## Your goal
Restate the records in their entirety, word for word.

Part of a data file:
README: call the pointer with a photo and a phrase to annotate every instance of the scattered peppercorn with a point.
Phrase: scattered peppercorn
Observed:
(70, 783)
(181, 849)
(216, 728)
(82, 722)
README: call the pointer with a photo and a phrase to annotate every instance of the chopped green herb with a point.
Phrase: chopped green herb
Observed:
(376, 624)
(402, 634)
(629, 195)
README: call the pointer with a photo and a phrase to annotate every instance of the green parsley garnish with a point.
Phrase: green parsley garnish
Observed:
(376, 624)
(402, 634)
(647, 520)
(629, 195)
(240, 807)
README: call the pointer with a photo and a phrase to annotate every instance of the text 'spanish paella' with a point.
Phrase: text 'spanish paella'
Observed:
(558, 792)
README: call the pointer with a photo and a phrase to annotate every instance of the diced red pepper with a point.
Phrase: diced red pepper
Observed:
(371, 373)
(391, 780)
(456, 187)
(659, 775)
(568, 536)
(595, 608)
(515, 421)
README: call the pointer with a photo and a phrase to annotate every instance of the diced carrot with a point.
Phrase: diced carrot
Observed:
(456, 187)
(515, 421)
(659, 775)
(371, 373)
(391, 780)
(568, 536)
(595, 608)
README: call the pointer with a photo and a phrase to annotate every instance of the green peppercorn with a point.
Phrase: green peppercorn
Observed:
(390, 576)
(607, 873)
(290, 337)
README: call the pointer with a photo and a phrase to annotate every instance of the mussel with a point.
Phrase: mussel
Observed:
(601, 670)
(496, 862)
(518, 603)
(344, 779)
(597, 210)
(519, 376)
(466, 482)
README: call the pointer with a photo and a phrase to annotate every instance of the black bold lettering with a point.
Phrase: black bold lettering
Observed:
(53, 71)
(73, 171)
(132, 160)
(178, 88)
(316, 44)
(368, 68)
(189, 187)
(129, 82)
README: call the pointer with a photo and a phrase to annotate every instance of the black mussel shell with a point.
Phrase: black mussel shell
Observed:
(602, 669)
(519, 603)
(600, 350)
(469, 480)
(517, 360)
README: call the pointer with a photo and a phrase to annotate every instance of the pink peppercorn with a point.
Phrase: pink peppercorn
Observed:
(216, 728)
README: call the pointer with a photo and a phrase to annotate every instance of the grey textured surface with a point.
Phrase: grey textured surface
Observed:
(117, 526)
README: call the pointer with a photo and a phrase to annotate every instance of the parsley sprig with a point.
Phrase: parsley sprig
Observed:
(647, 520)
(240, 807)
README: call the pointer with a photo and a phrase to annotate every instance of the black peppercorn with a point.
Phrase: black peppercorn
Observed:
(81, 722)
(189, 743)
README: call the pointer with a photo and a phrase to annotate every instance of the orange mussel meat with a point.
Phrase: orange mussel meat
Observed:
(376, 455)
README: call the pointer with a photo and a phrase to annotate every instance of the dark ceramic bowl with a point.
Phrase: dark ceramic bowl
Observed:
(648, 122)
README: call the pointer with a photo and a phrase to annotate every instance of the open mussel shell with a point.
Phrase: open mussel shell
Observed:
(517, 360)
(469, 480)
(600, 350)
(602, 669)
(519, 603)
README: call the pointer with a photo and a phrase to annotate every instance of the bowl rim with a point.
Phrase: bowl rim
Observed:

## Finished exercise
README: call the pointer with a photo and a phrase to annotate every instance of the scattered peppercorn with a point.
Phrase: scattered peppercorn
Observed:
(70, 783)
(181, 849)
(216, 728)
(82, 722)
README: call the pointer with a photo and a phrase to annotate every instance of the chopped green herb with a point.
Phrase: chopped green herb
Observed:
(376, 624)
(402, 634)
(629, 195)
README: call the pointer with a photo and a phrase to annotate every instance of the green parsley garnish with a point.
Phrase: green parsley garnish
Observed:
(376, 624)
(402, 634)
(647, 520)
(629, 195)
(240, 807)
README: call the pointer with a photo and a phrase to annotate every instance of the text 'spanish paella' with a point.
Phrase: text 'spanish paella'
Observed:
(558, 792)
README: call the pointer with a photo and a phrase to annotate every instance of the diced red pepper with a point.
Phrase: diced red pepper
Observed:
(371, 373)
(391, 780)
(456, 187)
(659, 775)
(568, 536)
(595, 608)
(515, 421)
README: call the pointer with a photo and a phrase to annotate every instance of the diced carrot with a point.
Phrase: diced carrot
Observed:
(456, 187)
(515, 421)
(659, 775)
(371, 373)
(391, 780)
(568, 536)
(595, 608)
README: call the pointer with a photo and a phrase to annotate every instance of the green peppercorn with a point.
Phrase: green peppercorn
Observed:
(390, 576)
(607, 873)
(290, 337)
README: call the pointer with a photo and a phrase to annotate every instance of the mussel with a point.
Phrase: mussel
Observed:
(601, 670)
(496, 862)
(518, 603)
(344, 779)
(597, 210)
(519, 376)
(466, 482)
README: call the pointer with a photo and a phrase to annotate every instance of the black bold lettering with a point.
Phrase: black bold lettering
Observed:
(53, 71)
(73, 171)
(132, 160)
(178, 88)
(316, 44)
(368, 68)
(189, 187)
(129, 82)
README: call the pointer with a photo and a phrase to annotate every instance of the black mussel shell with a point.
Phrase: black mussel shell
Observed:
(602, 669)
(519, 603)
(600, 350)
(469, 480)
(517, 360)
README: call the pointer with a photo and a phrase to annotate every instance of the pink peppercorn with a point.
Phrase: pink peppercorn
Observed:
(216, 728)
README: call the pointer with a photo and a phrase to annotate every instance of the grey textured surface with a point.
Phrase: grey textured surface
Observed:
(117, 526)
README: call the pointer with a photo and a phrase to annotate every instance of the parsley sprig with a point.
Phrase: parsley sprig
Observed:
(647, 520)
(240, 807)
README: call the pointer with a photo and a phrase to annotate every instance of the black peppercorn with a point.
Phrase: black peppercorn
Observed:
(81, 722)
(189, 743)
README: call the pointer with a photo and a phrase to annotate every instance of the orange mussel meat with a point.
Phrase: orange mussel meat
Observed:
(376, 455)
README: call the pointer with a photo and a phrase to annotate every instance of the dark ceramic bowl with a point.
Phrase: dark ceramic bowl
Observed:
(648, 122)
README: call the pointer with a photo and a phrase to annotate every instance of the open mussel shell with a point.
Phrase: open mussel shell
Observed:
(517, 360)
(469, 480)
(600, 350)
(602, 669)
(519, 603)
README: call the pointer with a photo and a phrase to annotate every instance of the bowl rim with a point.
Phrase: bowl rim
Observed:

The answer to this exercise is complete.